─── SOURCE PASSAGE

And just so you know I’m no longer the clean-cut guy I was in that last picture…

There comes a time in every man’s life when he has to make a choice: will he play soulful bugle in the bathroom, wringing tears from the eyes of the jazz gods who came before him? Or will he just pretend to be blowing into the thing — because he hasn’t yet figured out how to get anything other than off-key flatulent sounds out of it — and snap a picture to make himself look savvy?

The answer, quite clearly, is “goat cheese”.

Mark my words: I’ll teach myself how to build up a grudging embouchure and get some music out of it, or else I’ll give the bugle to my Uncle Brian (I don’t have the time or patience to take lessons). Either way there’s a happy ending for someone. And really, when you find something like this in a music store and it’s so absurdly inexpensive, you just can’t pass it up.

There was also a fun moment when I was playing a guitar and the guy working at the place (the specificity here is beyond compare, isn’t it?) asked me if I was a lap steel player, and I went on to outline my entire guitar-playing history in condensed form to explain that no, I’m not a lap steel player, and I just play guitar in a completely skewed way because I could never figure out how to get my fingers to do what they’re supposed to on the fretboard. Unsolicited personal musical history in bite-size form — it doesn’t get much more exciting than that.

──────

#### [GIVEN REQUEST 1]
Rewrite the paragraph of the bugle post that begins "Mark my words:" in two or three shorter sentences, keeping its main facts.

─── INFORMATION PROVIDED

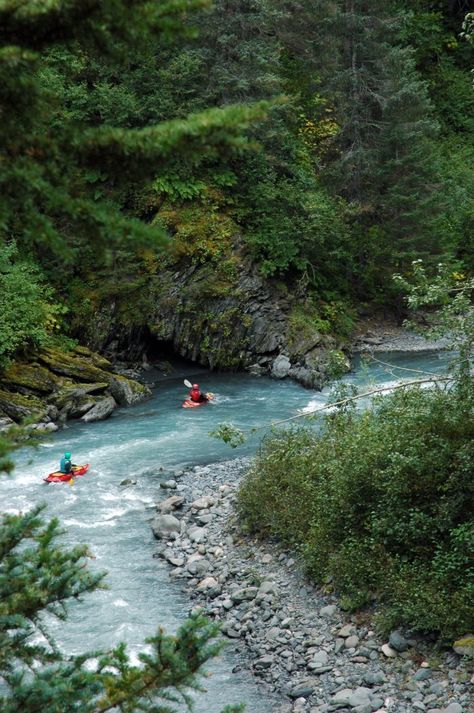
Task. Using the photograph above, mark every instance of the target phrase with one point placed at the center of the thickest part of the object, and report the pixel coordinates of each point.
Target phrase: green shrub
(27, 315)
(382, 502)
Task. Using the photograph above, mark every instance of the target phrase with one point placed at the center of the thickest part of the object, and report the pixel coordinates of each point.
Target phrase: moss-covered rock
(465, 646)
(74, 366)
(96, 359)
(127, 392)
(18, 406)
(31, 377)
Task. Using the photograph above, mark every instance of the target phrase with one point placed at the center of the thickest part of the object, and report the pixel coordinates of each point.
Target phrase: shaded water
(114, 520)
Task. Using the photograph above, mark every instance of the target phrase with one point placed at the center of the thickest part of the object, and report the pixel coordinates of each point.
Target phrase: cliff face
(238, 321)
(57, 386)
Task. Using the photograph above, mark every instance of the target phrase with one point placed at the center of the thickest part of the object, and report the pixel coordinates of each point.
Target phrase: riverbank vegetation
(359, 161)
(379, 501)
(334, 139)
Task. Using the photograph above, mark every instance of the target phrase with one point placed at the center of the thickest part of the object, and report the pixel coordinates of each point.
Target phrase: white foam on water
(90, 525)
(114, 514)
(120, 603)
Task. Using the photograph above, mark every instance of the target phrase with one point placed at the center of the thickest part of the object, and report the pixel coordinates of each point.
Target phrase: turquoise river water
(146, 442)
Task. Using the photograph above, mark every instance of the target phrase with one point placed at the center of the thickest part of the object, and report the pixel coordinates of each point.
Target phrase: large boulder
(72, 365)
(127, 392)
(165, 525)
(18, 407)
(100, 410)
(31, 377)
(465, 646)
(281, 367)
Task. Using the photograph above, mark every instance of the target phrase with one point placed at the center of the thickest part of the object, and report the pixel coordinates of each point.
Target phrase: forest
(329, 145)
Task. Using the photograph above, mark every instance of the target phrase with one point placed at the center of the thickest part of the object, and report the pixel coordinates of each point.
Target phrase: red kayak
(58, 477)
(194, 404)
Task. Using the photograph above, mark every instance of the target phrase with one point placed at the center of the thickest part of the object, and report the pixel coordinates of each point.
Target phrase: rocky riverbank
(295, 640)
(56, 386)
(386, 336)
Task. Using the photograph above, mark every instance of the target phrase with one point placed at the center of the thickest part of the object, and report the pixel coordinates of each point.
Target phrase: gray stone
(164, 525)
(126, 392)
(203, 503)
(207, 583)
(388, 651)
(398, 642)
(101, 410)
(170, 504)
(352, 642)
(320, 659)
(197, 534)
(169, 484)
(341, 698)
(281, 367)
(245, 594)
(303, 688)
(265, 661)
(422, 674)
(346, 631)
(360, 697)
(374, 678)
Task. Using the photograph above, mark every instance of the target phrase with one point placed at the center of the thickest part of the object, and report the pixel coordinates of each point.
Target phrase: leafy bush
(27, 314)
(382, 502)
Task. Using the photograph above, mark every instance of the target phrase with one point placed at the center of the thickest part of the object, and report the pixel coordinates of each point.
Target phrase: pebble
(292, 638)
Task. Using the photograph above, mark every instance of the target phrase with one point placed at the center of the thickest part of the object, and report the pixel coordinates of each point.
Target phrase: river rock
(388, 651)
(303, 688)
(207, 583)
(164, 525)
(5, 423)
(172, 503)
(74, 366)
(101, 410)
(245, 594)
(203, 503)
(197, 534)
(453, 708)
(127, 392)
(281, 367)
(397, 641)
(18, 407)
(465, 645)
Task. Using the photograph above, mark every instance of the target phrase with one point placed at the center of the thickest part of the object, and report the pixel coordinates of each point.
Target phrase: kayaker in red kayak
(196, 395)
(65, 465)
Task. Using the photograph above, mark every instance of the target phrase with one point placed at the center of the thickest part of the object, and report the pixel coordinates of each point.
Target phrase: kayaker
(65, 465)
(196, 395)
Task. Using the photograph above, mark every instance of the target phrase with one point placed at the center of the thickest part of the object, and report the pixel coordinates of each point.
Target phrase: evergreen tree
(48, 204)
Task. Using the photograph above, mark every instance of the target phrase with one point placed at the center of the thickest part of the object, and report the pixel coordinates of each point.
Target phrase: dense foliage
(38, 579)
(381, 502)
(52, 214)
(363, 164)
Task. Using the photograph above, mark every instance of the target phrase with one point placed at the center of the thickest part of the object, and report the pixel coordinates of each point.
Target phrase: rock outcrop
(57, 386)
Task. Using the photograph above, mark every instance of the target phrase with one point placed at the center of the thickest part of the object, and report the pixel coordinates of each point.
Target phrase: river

──────

#### [GIVEN REQUEST 2]
Identify each line in the records that holds the string "riverbank", and copy those lines. Case counts.

#### [WORKED ANSWER 1]
I'll either teach myself enough embouchure to get music out of the bugle or give it to my Uncle Brian, since I lack the time and patience for lessons. Either way, someone gets a happy ending. Found in a music store at an absurdly low price, the bugle was impossible to pass up.

#### [WORKED ANSWER 2]
Target phrase: riverbank vegetation
Target phrase: rocky riverbank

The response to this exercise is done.